-- Given entries follows --

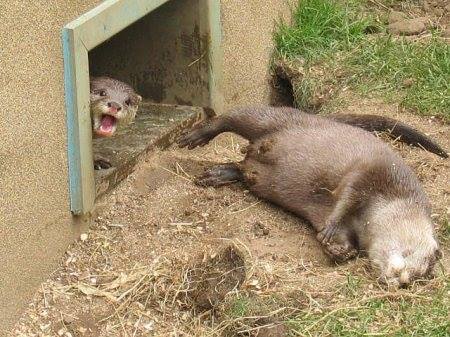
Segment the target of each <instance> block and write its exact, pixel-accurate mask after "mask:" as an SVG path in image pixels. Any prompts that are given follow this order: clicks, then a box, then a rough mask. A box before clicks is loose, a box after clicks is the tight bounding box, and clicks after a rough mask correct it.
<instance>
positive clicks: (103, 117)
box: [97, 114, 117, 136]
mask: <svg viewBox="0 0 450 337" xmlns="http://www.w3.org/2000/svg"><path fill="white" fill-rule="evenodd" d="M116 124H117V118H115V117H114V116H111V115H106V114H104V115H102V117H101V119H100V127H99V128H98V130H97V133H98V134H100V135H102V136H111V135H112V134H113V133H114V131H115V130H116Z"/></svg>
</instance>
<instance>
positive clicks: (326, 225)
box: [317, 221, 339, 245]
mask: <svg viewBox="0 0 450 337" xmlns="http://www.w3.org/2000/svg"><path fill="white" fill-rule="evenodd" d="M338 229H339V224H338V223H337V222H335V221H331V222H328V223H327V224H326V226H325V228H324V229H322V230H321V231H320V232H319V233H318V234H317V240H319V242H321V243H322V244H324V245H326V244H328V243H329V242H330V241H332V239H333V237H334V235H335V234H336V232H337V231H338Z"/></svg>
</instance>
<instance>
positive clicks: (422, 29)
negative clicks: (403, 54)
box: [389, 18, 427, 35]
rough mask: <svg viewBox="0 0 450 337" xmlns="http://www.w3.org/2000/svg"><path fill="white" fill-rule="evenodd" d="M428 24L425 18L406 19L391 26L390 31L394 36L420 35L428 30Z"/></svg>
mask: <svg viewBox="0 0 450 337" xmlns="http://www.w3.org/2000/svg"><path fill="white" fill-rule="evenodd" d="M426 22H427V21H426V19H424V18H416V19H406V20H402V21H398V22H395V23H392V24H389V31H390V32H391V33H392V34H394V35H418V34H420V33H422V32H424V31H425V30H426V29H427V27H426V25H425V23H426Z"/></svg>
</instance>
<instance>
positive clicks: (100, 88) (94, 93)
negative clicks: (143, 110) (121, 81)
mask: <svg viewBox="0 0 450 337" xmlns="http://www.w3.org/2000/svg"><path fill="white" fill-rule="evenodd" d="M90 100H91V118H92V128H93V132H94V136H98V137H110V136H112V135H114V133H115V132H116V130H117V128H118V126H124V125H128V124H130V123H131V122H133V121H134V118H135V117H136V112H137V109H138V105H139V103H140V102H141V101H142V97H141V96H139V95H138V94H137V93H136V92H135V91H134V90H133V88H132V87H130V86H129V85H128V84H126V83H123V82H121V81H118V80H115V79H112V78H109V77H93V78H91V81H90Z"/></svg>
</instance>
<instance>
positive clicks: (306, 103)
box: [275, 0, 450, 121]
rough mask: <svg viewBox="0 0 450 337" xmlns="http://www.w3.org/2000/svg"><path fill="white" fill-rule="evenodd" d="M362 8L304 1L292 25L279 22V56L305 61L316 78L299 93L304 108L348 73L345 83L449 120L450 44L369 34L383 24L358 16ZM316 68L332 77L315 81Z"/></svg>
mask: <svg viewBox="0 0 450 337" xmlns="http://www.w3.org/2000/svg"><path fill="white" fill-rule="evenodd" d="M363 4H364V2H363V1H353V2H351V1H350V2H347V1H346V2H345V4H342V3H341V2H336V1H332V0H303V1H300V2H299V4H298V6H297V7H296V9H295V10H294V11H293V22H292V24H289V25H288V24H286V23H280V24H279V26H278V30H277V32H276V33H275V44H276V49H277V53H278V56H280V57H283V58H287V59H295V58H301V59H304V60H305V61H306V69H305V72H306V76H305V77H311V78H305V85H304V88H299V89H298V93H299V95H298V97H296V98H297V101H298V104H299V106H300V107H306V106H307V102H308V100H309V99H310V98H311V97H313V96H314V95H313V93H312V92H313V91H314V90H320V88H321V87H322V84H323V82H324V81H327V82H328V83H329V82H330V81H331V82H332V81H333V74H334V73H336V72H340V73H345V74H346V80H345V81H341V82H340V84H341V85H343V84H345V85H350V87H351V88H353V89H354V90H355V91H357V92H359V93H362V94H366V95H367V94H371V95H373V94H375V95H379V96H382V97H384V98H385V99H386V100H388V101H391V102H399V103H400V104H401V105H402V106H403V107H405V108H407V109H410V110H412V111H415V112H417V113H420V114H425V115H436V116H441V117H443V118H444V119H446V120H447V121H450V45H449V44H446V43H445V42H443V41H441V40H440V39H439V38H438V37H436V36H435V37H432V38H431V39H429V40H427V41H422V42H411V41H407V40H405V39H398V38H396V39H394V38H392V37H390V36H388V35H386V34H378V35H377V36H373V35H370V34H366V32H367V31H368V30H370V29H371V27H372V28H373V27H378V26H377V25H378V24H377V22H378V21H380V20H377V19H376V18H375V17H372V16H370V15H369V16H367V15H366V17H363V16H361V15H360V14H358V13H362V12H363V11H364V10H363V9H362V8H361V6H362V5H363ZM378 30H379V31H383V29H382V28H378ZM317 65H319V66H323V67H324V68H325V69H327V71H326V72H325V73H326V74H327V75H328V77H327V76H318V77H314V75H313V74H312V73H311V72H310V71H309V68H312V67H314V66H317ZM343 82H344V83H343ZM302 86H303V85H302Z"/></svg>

-- Given entries concluded --

Your task:
Print the listing above line for line without any changes, leaving out the pictures.

Exercise answer:
Segment the target of each <instance> block and write its exact, pixel-accurate mask after "mask:" as an SVG path in image pixels. Any prompts that are given follow this order: clicks, then a box, then a rough mask. A box before clicks is loose, a box after clicks is the tight bounding box, and clicks after a rough mask correct it.
<instance>
positive clicks: (103, 117)
box: [97, 114, 117, 136]
mask: <svg viewBox="0 0 450 337" xmlns="http://www.w3.org/2000/svg"><path fill="white" fill-rule="evenodd" d="M116 124H117V118H115V117H114V116H111V115H106V114H104V115H102V117H101V119H100V127H99V128H98V130H97V133H98V134H100V135H102V136H111V135H112V134H113V133H114V131H115V130H116Z"/></svg>
</instance>
<instance>
positive clicks: (326, 225)
box: [317, 221, 339, 245]
mask: <svg viewBox="0 0 450 337" xmlns="http://www.w3.org/2000/svg"><path fill="white" fill-rule="evenodd" d="M338 229H339V224H338V223H337V222H335V221H331V222H328V223H327V224H326V226H325V228H324V229H322V230H321V231H320V232H319V233H318V234H317V240H319V242H321V243H322V244H324V245H326V244H328V243H329V242H330V241H332V239H333V237H334V235H335V234H336V232H337V231H338Z"/></svg>
</instance>
<instance>
positive clicks: (422, 29)
negative clicks: (403, 54)
box: [389, 18, 427, 35]
rough mask: <svg viewBox="0 0 450 337" xmlns="http://www.w3.org/2000/svg"><path fill="white" fill-rule="evenodd" d="M428 24L425 18L406 19L391 26L390 31L394 36L420 35L428 30Z"/></svg>
mask: <svg viewBox="0 0 450 337" xmlns="http://www.w3.org/2000/svg"><path fill="white" fill-rule="evenodd" d="M426 22H427V21H426V19H424V18H416V19H406V20H402V21H398V22H395V23H392V24H389V31H390V32H391V33H392V34H394V35H418V34H420V33H422V32H424V31H425V30H426V29H427V27H426V25H425V23H426Z"/></svg>
</instance>
<instance>
positive clicks: (100, 88) (94, 93)
negative clicks: (143, 110) (121, 81)
mask: <svg viewBox="0 0 450 337" xmlns="http://www.w3.org/2000/svg"><path fill="white" fill-rule="evenodd" d="M90 100H91V118H92V128H93V132H94V136H98V137H110V136H112V135H114V133H115V132H116V130H117V128H118V126H124V125H128V124H130V123H131V122H133V121H134V118H135V117H136V112H137V109H138V105H139V103H140V102H141V101H142V97H141V96H139V95H138V94H137V93H136V92H135V91H134V90H133V88H132V87H130V86H129V85H128V84H126V83H123V82H121V81H118V80H115V79H112V78H109V77H93V78H91V81H90Z"/></svg>
</instance>
<instance>
positive clicks: (306, 103)
box: [275, 0, 450, 121]
rough mask: <svg viewBox="0 0 450 337" xmlns="http://www.w3.org/2000/svg"><path fill="white" fill-rule="evenodd" d="M362 8L304 1L292 25L279 22V56L305 61L316 78L299 93L304 108L348 73L345 83L449 120L450 44L369 34L383 24L358 16ZM316 68L332 77L315 81Z"/></svg>
mask: <svg viewBox="0 0 450 337" xmlns="http://www.w3.org/2000/svg"><path fill="white" fill-rule="evenodd" d="M363 4H364V2H363V1H353V2H351V1H350V2H347V1H346V2H345V4H342V3H341V2H336V1H332V0H303V1H300V2H299V4H298V6H297V7H296V9H295V10H294V11H293V22H292V24H289V25H288V24H286V23H280V24H279V26H278V30H277V32H276V33H275V44H276V49H277V53H278V56H280V57H283V58H287V59H295V58H301V59H304V60H305V61H306V69H305V72H306V76H305V77H311V78H305V85H304V88H299V89H298V93H299V95H298V97H296V98H297V101H298V104H299V106H300V107H306V106H307V102H308V100H309V99H310V98H311V97H313V96H314V95H313V93H312V92H313V91H314V90H320V88H321V87H322V84H323V82H324V81H327V82H328V83H329V82H330V81H331V82H332V81H333V74H334V73H336V72H340V73H345V74H346V80H345V81H341V82H340V84H341V85H343V84H345V85H350V87H351V88H353V89H354V90H355V91H357V92H359V93H362V94H366V95H367V94H371V95H373V94H375V95H379V96H382V97H384V98H385V99H386V100H388V101H391V102H399V103H400V104H401V105H402V106H403V107H405V108H407V109H410V110H412V111H415V112H417V113H420V114H425V115H436V116H441V117H443V118H444V119H446V120H447V121H450V45H449V44H446V43H445V42H443V41H441V40H440V39H439V38H438V37H436V36H435V37H432V38H431V39H429V40H427V41H422V42H411V41H407V40H405V39H398V38H396V39H394V38H392V37H390V36H388V35H386V34H378V35H377V36H373V35H370V34H366V32H367V31H368V30H370V29H371V27H372V28H373V27H378V26H377V25H378V24H377V22H378V21H380V20H377V19H376V18H375V17H372V16H370V15H369V16H367V15H366V17H363V16H361V15H360V14H358V13H362V12H363V11H364V10H363V9H362V8H361V6H362V5H363ZM378 30H379V31H383V29H382V28H378ZM317 65H319V66H323V67H324V68H325V69H327V71H326V72H325V73H326V74H327V75H328V77H327V76H318V77H314V75H313V74H312V73H311V72H310V71H309V68H312V67H314V66H317ZM343 82H344V83H343ZM302 86H303V85H302Z"/></svg>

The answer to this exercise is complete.